=== Excerpt provided ===
++++++++++++++++++++

RNA sequencing and bioinformatic analysis
For B. impatiens and B. occidentalis samples, RNA from the three larvae per microcolony was pooled in a single tube to obtain 1 μg of total RNA. Library contruction involved poly-A tail selection, followed by sequencing by a Illumina NovaSeq6000 sequencer. Single end raw reads are available in the SRA repository (NCBI) under the BioProject PRJNA1071869.
Raw reads were trimmed and cleaned from adapter sequences with Trimmomatic v0.38. FastQC was used to check read quality before and after the trimming. Trimmed reads were mapped to the B. impatiens genome v2.2 (GenBank accession number GCF_000188095.3) with STAR v2.7. Read counts were summarized per gene feature with htseq-count. Differential gene expression analysis was performed with DESeq2. Co-expression networks were built with WGCNA. Gene ontology term enrichment analysis was performed with topGO. The RNA-seq analysis pipeline and instructions on how to run it are described in the README file.
Quantitative PCR analysis
Primers for 20 differentially expressed genes were designed with NCBI's PrimerBLAST, using the available bumble bee genomes as templates, to test in all four bumble bee species. From 1 µg of RNA per sample, cDNA was synthesized with the iScript cDNA kit (BioRad). Quantitative qPCR was performed with the Luna qPCR reaction kit (NEBL) using 25 ng of cDNA per reaction as template. Reactions were run in a StepOne Thermocycler (Thermo Fisher Scientific), with the following conditions: hot start at 95 °C for 1 minute, then 40 cycles at 95 °C for 15 seconds and 60 °C for 30 seconds each, and finally a melt curve ranging from 60 °C to 95 °C with reads occurring every 0.3 °C. Stability of housekeeping genes was analyzed with GeNorm v3. Relative quantities were calculated following the Pfaffl method. Details on running the qPCR analysis are described in the README file.

++++++++++++++++++++

=== Source material ===
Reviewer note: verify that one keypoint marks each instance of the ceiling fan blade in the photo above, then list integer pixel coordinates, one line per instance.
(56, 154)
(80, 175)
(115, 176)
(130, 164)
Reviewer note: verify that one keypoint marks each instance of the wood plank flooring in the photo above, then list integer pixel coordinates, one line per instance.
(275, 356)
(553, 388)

++++++++++++++++++++

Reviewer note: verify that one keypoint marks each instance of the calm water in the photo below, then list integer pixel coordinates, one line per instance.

++++++++++++++++++++

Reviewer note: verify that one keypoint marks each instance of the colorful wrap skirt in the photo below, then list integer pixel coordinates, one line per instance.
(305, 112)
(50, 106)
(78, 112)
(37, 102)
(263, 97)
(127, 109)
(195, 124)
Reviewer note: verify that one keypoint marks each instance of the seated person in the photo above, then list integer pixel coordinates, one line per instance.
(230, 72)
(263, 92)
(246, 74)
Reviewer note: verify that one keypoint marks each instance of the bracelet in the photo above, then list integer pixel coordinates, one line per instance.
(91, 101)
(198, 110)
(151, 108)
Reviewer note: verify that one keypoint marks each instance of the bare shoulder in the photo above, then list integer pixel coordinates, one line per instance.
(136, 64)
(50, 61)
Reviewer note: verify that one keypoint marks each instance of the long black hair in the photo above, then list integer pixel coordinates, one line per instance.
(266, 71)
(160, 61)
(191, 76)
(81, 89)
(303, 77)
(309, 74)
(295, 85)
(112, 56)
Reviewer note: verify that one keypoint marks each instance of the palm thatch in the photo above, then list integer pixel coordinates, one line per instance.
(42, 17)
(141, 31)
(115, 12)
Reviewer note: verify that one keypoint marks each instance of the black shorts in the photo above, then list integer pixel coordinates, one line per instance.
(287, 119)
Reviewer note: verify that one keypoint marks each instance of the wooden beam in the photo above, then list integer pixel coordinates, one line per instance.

++++++++++++++++++++

=== Tasks to carry out ===
[1] From the bumble bee methods excerpt above, extract the passage starting at "Raw reads were" and ending at "it are described in the README file.".
[2] Answer these questions using the bumble bee methods excerpt above:
(a) What tool was used to trim the raw reads and remove adapter sequences?
(b) For how many differentially expressed genes were primers designed?
(c) What method was used to calculate relative quantities?

=== Solved problems ===
[1]
Raw reads were trimmed and cleaned from adapter sequences with Trimmomatic v0.38. FastQC was used to check read quality before and after the trimming. Trimmed reads were mapped to the B. impatiens genome v2.2 (GenBank accession number GCF_000188095.3) with STAR v2.7. Read counts were summarized per gene feature with htseq-count. Differential gene expression analysis was performed with DESeq2. Co-expression networks were built with WGCNA. Gene ontology term enrichment analysis was performed with topGO. The RNA-seq analysis pipeline and instructions on how to run it are described in the README file.

[2]
(a) Trimmomatic v0.38
(b) 20
(c) The Pfaffl method